What to produce: Present the listing below as a JSON list of strings, with one string for each line and no blank lines.

Working data:
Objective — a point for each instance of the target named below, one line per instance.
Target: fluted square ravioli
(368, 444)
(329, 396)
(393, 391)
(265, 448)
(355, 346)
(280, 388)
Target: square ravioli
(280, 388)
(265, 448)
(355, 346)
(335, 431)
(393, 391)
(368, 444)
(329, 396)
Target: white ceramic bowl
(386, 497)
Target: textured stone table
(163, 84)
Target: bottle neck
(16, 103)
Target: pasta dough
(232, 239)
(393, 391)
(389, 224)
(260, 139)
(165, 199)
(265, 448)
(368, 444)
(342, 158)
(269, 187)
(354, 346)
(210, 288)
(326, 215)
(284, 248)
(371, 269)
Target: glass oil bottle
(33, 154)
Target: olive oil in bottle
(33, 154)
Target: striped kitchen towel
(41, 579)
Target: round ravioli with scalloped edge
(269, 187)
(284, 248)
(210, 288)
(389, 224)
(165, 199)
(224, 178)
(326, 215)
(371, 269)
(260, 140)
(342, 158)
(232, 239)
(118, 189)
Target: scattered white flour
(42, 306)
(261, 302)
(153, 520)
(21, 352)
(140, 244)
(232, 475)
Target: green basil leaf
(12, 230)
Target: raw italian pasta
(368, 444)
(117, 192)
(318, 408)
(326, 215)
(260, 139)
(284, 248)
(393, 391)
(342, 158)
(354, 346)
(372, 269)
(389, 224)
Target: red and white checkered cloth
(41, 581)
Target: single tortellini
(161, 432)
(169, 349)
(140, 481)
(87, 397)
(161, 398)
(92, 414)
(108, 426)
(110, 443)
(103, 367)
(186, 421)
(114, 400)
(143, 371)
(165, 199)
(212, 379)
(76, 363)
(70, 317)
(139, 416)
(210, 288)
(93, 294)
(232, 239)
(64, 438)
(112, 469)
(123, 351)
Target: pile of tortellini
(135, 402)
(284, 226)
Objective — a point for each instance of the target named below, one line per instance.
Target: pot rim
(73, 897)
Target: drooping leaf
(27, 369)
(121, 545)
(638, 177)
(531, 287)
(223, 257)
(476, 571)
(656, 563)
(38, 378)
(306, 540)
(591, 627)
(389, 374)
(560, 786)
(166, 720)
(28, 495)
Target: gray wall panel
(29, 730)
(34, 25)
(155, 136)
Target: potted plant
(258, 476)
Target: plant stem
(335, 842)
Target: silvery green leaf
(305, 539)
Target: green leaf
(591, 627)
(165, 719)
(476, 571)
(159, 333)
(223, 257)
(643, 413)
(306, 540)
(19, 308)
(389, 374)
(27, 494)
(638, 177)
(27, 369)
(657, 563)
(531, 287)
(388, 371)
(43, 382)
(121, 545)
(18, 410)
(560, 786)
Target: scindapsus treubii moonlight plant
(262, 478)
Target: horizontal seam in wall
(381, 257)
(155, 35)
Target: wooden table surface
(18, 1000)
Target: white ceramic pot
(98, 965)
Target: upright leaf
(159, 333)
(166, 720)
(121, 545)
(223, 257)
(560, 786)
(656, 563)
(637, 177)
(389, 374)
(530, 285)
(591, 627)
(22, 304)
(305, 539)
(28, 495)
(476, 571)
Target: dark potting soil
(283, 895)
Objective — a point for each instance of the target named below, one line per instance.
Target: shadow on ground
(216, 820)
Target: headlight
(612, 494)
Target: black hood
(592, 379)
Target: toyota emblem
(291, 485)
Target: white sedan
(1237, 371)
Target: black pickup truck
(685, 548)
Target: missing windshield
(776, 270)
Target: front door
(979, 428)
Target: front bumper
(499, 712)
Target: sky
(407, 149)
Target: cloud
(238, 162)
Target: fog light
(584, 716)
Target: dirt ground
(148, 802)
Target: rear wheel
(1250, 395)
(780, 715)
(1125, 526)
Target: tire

Problem solution:
[
  "Objective — a point for each instance of the target named below, one line per instance.",
  "Target: fluted square ravioli",
  "(368, 444)",
  "(329, 396)",
  "(393, 391)",
  "(265, 448)",
  "(355, 346)",
  "(280, 388)",
  "Target: square ravioli",
  "(280, 388)",
  "(265, 448)",
  "(355, 346)",
  "(335, 431)",
  "(393, 391)",
  "(368, 444)",
  "(329, 396)",
  "Target: white ceramic bowl",
  "(386, 497)",
  "Target: textured stone table",
  "(163, 84)",
  "Target: bottle neck",
  "(16, 103)",
  "Target: pasta dough",
  "(232, 239)",
  "(393, 391)",
  "(389, 224)",
  "(260, 139)",
  "(165, 199)",
  "(265, 448)",
  "(368, 444)",
  "(342, 158)",
  "(269, 187)",
  "(354, 346)",
  "(210, 288)",
  "(326, 215)",
  "(284, 248)",
  "(371, 269)",
  "Target: glass oil bottle",
  "(33, 154)",
  "Target: olive oil in bottle",
  "(33, 154)",
  "Target: striped kitchen towel",
  "(41, 579)",
  "Target: round ravioli with scalloped edge",
  "(269, 187)",
  "(284, 248)",
  "(210, 288)",
  "(389, 224)",
  "(165, 199)",
  "(224, 178)",
  "(326, 215)",
  "(371, 269)",
  "(260, 140)",
  "(342, 158)",
  "(232, 239)",
  "(118, 189)",
  "Target: scattered white flour",
  "(42, 306)",
  "(261, 302)",
  "(153, 520)",
  "(21, 352)",
  "(140, 244)",
  "(232, 475)",
  "Target: green basil leaf",
  "(12, 230)",
  "Target: raw italian pasta",
  "(368, 444)",
  "(117, 192)",
  "(318, 408)",
  "(326, 215)",
  "(260, 139)",
  "(284, 248)",
  "(393, 391)",
  "(342, 158)",
  "(354, 346)",
  "(372, 269)",
  "(389, 224)",
  "Target: red and white checkered cloth",
  "(41, 581)",
  "Target: single tortellini",
  "(161, 432)",
  "(169, 349)",
  "(140, 481)",
  "(87, 397)",
  "(161, 398)",
  "(92, 414)",
  "(108, 426)",
  "(110, 443)",
  "(103, 367)",
  "(186, 421)",
  "(114, 400)",
  "(143, 371)",
  "(165, 199)",
  "(212, 379)",
  "(76, 363)",
  "(70, 317)",
  "(139, 416)",
  "(210, 288)",
  "(93, 294)",
  "(232, 239)",
  "(64, 438)",
  "(112, 469)",
  "(123, 351)",
  "Target: pile of tortellini",
  "(135, 402)",
  "(284, 226)",
  "Objective — a point for each instance of the target named below, one line per instance.",
  "Target: pot rim",
  "(73, 897)",
  "Target: drooping leaf",
  "(27, 369)",
  "(121, 545)",
  "(638, 177)",
  "(531, 287)",
  "(223, 257)",
  "(476, 571)",
  "(656, 563)",
  "(38, 378)",
  "(306, 540)",
  "(591, 627)",
  "(389, 374)",
  "(560, 786)",
  "(166, 720)",
  "(28, 495)",
  "Target: gray wall panel",
  "(29, 730)",
  "(34, 25)",
  "(155, 136)",
  "Target: potted plant",
  "(258, 476)",
  "Target: plant stem",
  "(335, 842)",
  "Target: silvery green leaf",
  "(305, 539)",
  "Target: green leaf",
  "(591, 627)",
  "(165, 719)",
  "(476, 571)",
  "(159, 333)",
  "(223, 257)",
  "(643, 413)",
  "(306, 540)",
  "(19, 308)",
  "(389, 374)",
  "(27, 494)",
  "(638, 177)",
  "(27, 369)",
  "(657, 563)",
  "(531, 287)",
  "(388, 371)",
  "(43, 382)",
  "(121, 545)",
  "(18, 410)",
  "(560, 786)",
  "Target: scindapsus treubii moonlight plant",
  "(262, 478)",
  "Target: horizontal seam in wall",
  "(381, 257)",
  "(155, 35)",
  "Target: wooden table surface",
  "(18, 1000)",
  "Target: white ceramic pot",
  "(98, 965)",
  "Target: upright leaf",
  "(159, 333)",
  "(166, 720)",
  "(121, 545)",
  "(223, 257)",
  "(560, 786)",
  "(656, 563)",
  "(637, 177)",
  "(389, 374)",
  "(530, 285)",
  "(591, 627)",
  "(22, 304)",
  "(305, 539)",
  "(28, 495)",
  "(476, 571)",
  "Target: dark potting soil",
  "(283, 895)",
  "Objective — a point for each instance of the target named below, one line per instance.",
  "Target: shadow on ground",
  "(216, 820)",
  "Target: headlight",
  "(612, 494)",
  "Target: black hood",
  "(592, 379)",
  "Target: toyota emblem",
  "(291, 485)",
  "Target: white sedan",
  "(1237, 371)",
  "Target: black pickup truck",
  "(685, 548)",
  "Target: missing windshield",
  "(776, 270)",
  "Target: front door",
  "(979, 428)",
  "Target: front bumper",
  "(499, 712)",
  "Target: sky",
  "(407, 149)",
  "Target: cloud",
  "(238, 162)",
  "Target: fog light",
  "(584, 716)",
  "Target: dirt ground",
  "(148, 802)",
  "Target: rear wheel",
  "(1250, 395)",
  "(780, 715)",
  "(1125, 526)",
  "Target: tire"
]